Dataset records on object locations
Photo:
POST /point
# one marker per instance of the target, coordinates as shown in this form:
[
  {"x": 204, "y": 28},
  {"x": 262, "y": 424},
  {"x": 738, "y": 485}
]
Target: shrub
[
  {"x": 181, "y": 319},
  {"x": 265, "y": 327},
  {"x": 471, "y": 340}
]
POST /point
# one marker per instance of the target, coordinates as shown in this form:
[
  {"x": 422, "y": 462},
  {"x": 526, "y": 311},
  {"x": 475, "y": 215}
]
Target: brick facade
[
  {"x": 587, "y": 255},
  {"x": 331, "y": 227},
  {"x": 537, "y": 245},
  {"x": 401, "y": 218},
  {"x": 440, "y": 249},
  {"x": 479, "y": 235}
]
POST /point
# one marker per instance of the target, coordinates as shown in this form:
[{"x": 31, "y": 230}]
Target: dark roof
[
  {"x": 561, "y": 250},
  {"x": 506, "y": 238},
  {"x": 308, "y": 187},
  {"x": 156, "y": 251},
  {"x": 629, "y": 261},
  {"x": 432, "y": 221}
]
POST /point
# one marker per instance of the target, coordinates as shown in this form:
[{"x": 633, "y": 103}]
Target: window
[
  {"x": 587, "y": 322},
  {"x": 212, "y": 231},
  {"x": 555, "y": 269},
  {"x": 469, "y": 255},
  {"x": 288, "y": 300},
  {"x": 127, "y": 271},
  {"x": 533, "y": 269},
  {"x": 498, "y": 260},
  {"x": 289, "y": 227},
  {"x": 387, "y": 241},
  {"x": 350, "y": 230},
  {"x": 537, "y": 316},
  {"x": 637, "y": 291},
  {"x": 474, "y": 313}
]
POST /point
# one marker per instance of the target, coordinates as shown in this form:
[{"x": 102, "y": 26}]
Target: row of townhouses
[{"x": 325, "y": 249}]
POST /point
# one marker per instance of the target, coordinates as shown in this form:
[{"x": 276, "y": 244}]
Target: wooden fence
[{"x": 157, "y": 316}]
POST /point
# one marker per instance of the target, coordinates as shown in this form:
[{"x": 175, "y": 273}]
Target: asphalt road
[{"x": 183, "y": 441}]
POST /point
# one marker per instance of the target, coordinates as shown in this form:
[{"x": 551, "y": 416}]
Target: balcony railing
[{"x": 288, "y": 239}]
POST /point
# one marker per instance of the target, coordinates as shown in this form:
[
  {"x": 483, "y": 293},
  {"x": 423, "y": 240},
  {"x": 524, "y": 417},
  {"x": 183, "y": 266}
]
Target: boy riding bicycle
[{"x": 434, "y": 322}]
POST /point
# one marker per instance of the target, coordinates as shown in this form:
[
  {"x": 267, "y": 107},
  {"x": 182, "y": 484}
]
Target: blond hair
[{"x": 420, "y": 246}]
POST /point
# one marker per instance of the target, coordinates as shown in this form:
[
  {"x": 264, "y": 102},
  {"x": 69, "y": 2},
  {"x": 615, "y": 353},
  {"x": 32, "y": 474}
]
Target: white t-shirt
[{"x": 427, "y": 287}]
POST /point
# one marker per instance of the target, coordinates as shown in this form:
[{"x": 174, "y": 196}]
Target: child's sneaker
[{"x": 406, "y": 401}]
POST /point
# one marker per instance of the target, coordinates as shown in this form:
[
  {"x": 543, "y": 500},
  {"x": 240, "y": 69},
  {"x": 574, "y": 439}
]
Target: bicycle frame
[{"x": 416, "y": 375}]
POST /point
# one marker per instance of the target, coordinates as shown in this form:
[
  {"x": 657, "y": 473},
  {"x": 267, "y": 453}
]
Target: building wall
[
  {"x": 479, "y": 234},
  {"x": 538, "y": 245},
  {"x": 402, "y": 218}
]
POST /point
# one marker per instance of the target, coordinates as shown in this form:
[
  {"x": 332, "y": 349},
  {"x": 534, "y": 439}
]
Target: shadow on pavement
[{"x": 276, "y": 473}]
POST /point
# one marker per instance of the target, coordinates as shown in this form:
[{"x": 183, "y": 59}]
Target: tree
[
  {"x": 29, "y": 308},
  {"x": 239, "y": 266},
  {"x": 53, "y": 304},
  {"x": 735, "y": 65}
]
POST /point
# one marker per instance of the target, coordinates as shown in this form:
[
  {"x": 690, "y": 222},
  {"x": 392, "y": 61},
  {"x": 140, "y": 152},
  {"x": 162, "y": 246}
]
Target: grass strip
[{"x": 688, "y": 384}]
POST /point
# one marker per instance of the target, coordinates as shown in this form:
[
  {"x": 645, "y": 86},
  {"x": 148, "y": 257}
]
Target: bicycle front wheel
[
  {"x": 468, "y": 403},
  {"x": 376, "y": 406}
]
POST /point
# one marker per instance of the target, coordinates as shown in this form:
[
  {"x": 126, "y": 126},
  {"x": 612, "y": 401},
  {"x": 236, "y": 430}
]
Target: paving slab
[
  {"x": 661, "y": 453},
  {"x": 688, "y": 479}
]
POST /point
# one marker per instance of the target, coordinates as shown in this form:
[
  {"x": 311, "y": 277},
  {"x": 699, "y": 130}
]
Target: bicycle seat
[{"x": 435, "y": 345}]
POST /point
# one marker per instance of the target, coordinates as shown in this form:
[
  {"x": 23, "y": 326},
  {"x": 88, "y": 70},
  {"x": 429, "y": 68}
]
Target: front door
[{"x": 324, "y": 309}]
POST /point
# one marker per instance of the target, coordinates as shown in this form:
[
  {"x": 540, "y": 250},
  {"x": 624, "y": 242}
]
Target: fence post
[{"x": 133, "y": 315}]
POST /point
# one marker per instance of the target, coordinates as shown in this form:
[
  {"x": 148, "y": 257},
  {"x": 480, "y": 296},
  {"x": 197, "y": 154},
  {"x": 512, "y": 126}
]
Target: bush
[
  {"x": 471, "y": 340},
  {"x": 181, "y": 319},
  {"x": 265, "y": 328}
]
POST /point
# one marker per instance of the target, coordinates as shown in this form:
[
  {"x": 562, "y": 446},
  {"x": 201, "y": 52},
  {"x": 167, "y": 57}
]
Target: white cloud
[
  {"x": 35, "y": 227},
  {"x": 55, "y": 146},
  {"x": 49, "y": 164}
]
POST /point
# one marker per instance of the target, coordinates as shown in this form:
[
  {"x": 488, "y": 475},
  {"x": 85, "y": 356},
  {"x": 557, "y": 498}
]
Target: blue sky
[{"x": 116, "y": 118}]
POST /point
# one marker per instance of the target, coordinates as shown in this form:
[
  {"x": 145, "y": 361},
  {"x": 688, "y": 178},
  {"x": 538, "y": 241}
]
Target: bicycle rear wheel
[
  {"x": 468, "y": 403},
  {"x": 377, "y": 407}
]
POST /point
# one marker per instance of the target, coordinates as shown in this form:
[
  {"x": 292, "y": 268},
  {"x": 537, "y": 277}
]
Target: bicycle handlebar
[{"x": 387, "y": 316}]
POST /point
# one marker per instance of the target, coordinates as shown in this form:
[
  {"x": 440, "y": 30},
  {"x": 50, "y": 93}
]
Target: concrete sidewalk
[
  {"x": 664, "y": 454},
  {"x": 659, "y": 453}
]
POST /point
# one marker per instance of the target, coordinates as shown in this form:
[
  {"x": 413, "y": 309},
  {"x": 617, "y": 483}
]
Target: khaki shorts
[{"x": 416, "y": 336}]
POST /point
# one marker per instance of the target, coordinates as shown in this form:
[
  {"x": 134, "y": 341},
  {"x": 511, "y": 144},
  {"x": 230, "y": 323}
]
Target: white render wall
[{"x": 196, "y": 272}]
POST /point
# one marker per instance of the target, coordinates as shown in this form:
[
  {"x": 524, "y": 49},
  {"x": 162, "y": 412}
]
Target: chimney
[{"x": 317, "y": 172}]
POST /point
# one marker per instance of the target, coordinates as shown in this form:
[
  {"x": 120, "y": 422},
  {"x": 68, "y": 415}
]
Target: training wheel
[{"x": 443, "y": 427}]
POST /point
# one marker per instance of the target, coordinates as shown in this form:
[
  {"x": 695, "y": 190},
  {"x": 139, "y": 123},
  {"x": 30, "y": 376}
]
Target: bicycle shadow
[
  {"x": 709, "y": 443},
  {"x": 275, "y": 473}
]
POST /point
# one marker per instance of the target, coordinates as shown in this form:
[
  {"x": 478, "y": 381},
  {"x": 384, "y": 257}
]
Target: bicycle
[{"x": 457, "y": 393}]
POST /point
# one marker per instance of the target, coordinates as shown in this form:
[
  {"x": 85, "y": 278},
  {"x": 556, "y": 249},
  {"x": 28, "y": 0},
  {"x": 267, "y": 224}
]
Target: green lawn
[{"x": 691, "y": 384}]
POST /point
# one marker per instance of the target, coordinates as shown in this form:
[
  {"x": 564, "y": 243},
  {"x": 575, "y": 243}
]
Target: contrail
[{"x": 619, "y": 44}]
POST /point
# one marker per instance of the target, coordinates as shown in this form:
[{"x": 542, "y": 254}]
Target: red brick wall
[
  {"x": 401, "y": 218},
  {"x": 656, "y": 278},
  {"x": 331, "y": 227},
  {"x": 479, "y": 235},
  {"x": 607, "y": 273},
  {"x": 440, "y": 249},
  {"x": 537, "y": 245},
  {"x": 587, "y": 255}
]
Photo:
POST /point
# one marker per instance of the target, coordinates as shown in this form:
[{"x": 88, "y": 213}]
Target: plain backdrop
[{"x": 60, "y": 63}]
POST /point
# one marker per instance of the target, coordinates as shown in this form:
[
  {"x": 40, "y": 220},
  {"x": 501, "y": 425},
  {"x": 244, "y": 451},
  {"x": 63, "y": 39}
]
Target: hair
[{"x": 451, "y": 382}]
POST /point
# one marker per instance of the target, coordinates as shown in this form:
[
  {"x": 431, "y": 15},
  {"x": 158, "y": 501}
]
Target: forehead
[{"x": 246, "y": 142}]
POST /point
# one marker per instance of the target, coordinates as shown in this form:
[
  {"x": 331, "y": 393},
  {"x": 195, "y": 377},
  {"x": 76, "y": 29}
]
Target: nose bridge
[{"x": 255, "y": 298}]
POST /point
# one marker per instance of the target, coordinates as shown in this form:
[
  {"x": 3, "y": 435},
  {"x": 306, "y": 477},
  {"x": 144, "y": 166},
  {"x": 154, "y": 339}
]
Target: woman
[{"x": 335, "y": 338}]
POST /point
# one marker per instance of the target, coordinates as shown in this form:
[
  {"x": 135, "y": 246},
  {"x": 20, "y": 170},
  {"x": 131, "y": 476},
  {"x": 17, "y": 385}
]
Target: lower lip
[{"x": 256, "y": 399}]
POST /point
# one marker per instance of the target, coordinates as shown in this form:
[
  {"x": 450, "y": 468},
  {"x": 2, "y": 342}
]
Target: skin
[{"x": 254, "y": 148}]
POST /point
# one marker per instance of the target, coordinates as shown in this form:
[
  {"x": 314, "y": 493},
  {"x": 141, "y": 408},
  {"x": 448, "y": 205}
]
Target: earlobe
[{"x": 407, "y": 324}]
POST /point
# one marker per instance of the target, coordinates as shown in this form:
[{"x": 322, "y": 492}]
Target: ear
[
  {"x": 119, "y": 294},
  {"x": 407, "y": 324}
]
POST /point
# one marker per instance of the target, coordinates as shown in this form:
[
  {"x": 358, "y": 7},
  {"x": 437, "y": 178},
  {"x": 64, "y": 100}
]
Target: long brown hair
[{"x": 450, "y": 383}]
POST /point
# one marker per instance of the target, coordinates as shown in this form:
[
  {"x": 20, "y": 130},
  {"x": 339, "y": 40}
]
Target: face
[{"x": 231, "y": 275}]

GOAL
Count the lines in the items above that contain the word "fence". Give only the number.

EXERCISE RESULT
2